Okuma parçası —
*-*-*

İsrail devleti küçük bir coğrafyada yerleşik olmasına rağmen dünya politikasında söz sahibi ve son derece etkin bir ülkedir. Başta Amerika Birleşik Devletleri’nde olmak üzere diğer pek çok ülkede yoğun lobi faaliyetleri yürütmekte ve bunda da oldukça başarılı olmaktadır. Bu nedenle İsrail, gerek Türkiye gerekse diğer devletler için Ortadoğu’daki ülkeler arasında özel bir önem taşımaktadır.

Bu bağlamda İsrail ve Türkiye’ye birlikte bakılırsa, ilişkileri köklü bir geçmişe sahip, birbiriyle çatışmaktan şiddetle kaçınan iki ülkeyle karşılaşılır. Hatırlanacağı gibi Türkiye, 1949 yılında Arap-İsrail savaşından çıkmış olan İsrail’i egemen bir devlet olarak tanıyan ilk Müslüman ülkedir. O tarihten sonra da iki ülke arasındaki ilişkiler her geçen yıl katlanarak gelişmiştir. Hem ticari hem askeri alanda karşılıklı birçok önemli anlaşmalar imzalanmıştır. Her türlü olumsuzluklara rağmen Türkiye ve İsrail, Ortadoğu gibi çok kritik bir bölgede iki önemli stratejik ortak olarak hareket etmeye devam etmiştir. Siyasi sebeplerden dolayı belli dönemlerde gerilen ilişkiler dahi hiçbir zaman iki ülke arasındaki ticari ve askeri alandaki iş birliğine zarar vermemiştir. Hatta 2009’daki Davos krizi ve 2010’daki Mavi Marmara baskınına rağmen iki ülke arasındaki iş birliği geçici bir durgunluk dışında hep artarak devam etmiştir. Günümüzde Türkiye, İsrail’in en çok ihracat yaptığı ülkeler listesinde 6’ncı sırada yer almaktadır. Ayrıca hatırlatmak gerekir ki, İsrail 11 Mayıs 2010’da Türkiye’nin onayı ile OECD’ye resmen kabul edilmiştir. İsrail Silahlı Kuvvetleri ise, ancak Türkiye’nin veto kararını kaldırması sonucunda NATO’nun Kasım 2016’da Karadağ'da düzenlediği büyük çaptaki askeri tatbikata katılabilmiştir. Zaten Türkiye’yi ilgilendiren birçok kritik konuda, uluslararası siyasi çevrelerde lehte neticeler alabilmek için İsrail ve Musevi camiasıyla iyi ve yakın ilişkiler içinde olunması gerektiği politik uzmanların da hep dikkat çektiği bir gerçek olmuştur.

*-*-*

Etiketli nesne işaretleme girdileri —
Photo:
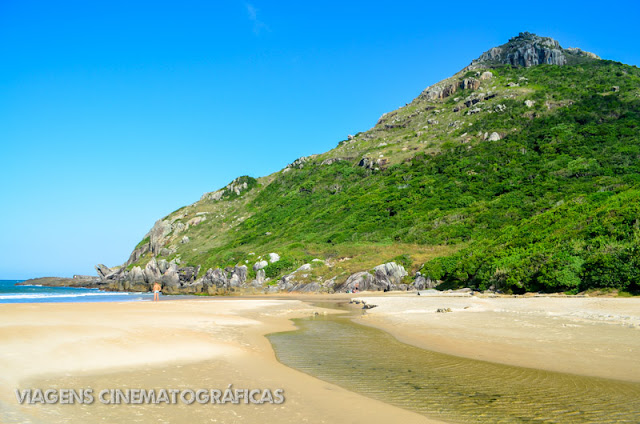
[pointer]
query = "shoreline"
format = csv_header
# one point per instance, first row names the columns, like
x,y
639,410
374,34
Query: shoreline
x,y
589,336
209,342
190,343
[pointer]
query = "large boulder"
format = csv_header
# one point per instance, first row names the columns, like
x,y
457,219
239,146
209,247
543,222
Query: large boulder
x,y
259,265
103,270
170,280
152,272
274,257
390,272
360,280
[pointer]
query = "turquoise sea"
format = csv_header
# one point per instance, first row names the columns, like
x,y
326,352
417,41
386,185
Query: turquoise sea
x,y
10,293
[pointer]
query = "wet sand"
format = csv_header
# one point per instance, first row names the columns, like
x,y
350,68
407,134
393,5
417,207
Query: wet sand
x,y
185,344
213,342
597,337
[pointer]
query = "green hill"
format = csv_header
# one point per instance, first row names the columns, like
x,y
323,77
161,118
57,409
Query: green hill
x,y
521,173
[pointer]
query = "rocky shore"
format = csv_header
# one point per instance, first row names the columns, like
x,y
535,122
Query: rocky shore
x,y
184,280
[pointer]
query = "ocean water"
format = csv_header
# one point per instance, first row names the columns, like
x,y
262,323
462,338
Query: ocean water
x,y
10,293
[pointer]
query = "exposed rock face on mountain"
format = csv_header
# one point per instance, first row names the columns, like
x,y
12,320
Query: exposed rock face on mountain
x,y
527,50
440,185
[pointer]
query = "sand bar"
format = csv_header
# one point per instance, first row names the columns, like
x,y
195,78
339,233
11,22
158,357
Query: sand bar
x,y
194,344
596,336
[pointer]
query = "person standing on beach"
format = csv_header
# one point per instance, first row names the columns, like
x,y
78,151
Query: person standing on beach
x,y
156,291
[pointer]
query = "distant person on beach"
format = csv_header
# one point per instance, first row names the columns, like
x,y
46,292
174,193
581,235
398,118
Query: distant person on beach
x,y
156,291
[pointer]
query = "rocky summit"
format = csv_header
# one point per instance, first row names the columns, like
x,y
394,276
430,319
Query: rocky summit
x,y
530,50
518,173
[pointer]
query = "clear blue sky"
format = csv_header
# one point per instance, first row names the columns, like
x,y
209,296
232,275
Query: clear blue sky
x,y
115,113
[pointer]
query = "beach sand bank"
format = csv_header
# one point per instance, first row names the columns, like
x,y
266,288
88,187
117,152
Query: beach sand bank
x,y
183,344
597,336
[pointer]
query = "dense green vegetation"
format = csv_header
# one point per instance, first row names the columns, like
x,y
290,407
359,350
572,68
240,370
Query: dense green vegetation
x,y
554,205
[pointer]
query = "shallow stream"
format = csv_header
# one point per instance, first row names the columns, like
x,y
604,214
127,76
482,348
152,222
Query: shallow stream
x,y
373,363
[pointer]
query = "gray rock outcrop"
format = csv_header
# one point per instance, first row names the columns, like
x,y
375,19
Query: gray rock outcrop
x,y
527,50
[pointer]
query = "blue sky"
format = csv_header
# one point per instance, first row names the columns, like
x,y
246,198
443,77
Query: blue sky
x,y
115,113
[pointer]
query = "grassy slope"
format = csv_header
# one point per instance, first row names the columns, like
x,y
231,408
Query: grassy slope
x,y
489,208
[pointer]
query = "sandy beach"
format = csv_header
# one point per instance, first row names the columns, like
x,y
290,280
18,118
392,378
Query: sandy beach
x,y
597,336
213,342
183,344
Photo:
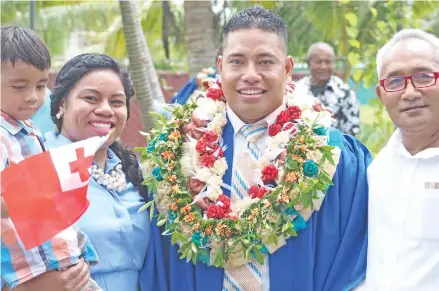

*-*-*

Yapılacak işler —
A. İsrail ile Türkiye ilişkilerini anlatan metinde geçen bütün yılları, her birini bir kez yazarak küçükten büyüğe sıralayın.
B. Satırlar arasından "bank" dizesini içerenleri belirleyip hiçbir değişiklik yapmadan aktarın.
Metin ile satırların birbiriyle hiçbir ilgisi yoktur.

Sıralı yanıtlar —
A. 1949, 2009, 2010, 2016

B.
query = "beach sand bank"
Query: beach sand bank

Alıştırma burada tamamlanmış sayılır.